• _Aim_: Gather each line in the material below that contains the string "side", and copy those lines in full.

Point labels for objects
────

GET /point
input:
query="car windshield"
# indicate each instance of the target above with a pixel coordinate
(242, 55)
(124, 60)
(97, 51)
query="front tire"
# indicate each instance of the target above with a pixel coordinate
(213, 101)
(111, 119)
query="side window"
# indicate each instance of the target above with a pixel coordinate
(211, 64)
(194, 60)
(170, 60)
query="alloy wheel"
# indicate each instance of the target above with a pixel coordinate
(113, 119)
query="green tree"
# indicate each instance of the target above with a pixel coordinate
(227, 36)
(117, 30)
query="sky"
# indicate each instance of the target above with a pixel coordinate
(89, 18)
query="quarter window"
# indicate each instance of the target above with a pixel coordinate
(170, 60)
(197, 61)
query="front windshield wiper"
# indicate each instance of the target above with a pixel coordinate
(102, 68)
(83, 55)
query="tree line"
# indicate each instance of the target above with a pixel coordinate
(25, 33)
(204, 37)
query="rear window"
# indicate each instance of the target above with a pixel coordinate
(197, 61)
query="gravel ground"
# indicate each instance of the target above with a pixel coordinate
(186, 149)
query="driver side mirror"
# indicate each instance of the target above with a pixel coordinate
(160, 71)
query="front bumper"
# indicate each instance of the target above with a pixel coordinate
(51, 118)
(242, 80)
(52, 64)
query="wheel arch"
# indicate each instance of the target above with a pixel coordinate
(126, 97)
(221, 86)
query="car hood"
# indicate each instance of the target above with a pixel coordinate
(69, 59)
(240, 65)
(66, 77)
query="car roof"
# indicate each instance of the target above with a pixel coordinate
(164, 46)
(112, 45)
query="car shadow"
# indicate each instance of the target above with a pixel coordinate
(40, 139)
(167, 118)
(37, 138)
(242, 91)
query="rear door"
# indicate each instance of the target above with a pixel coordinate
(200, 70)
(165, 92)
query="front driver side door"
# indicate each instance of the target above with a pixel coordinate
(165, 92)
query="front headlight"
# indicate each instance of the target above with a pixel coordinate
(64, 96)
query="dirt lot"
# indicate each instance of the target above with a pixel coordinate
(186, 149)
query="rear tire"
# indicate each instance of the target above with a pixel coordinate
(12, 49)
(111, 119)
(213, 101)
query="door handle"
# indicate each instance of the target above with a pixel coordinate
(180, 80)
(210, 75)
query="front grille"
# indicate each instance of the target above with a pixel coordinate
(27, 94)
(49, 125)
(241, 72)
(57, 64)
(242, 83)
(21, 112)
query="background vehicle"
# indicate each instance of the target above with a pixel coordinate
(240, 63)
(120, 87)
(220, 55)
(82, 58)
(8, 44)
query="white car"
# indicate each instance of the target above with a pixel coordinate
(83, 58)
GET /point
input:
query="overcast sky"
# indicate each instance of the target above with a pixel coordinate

────

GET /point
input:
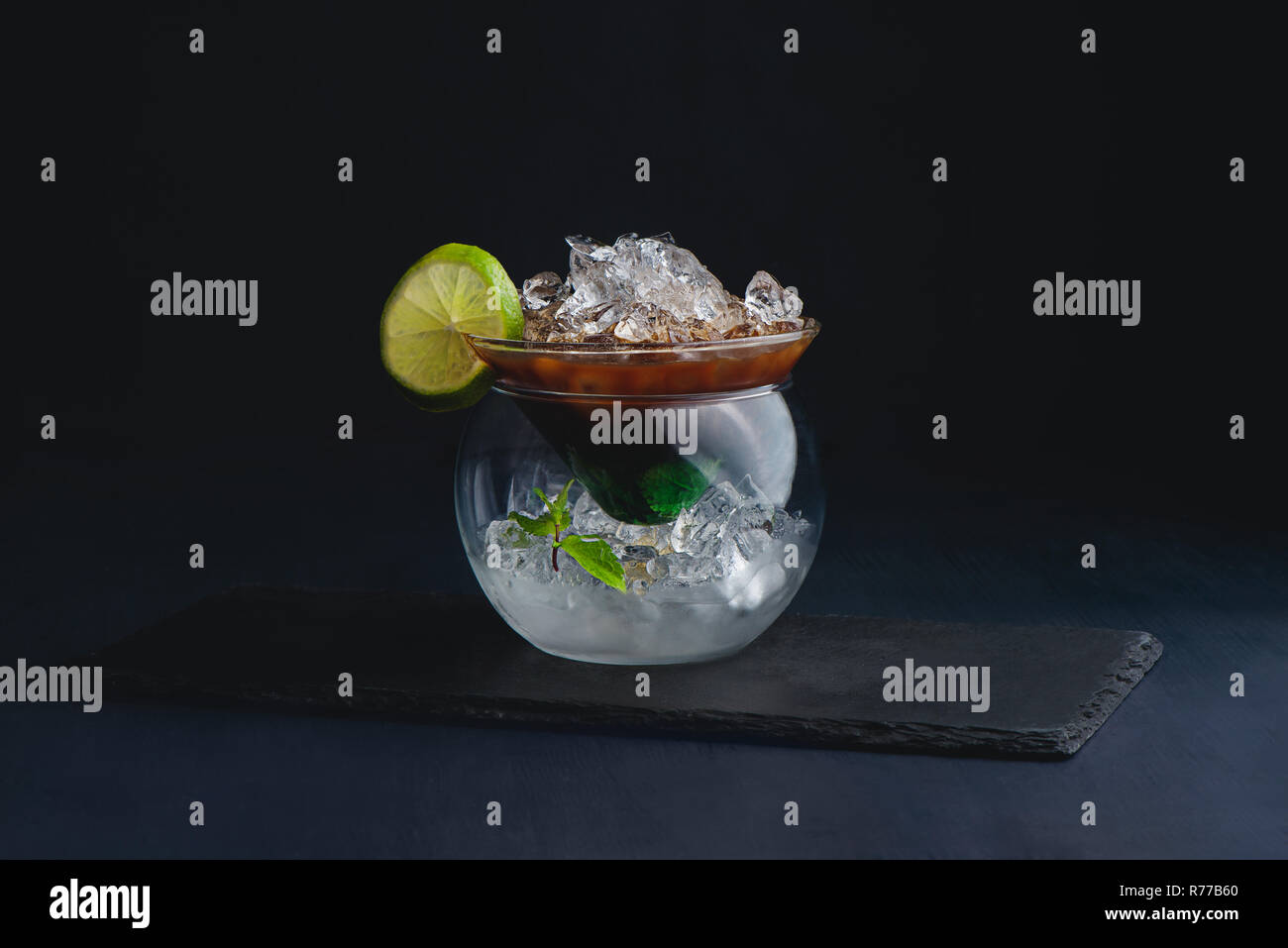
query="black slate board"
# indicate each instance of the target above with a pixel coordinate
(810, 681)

────

• _Answer to the exercise_:
query="side window"
query="driver side mirror"
query="front driver side door"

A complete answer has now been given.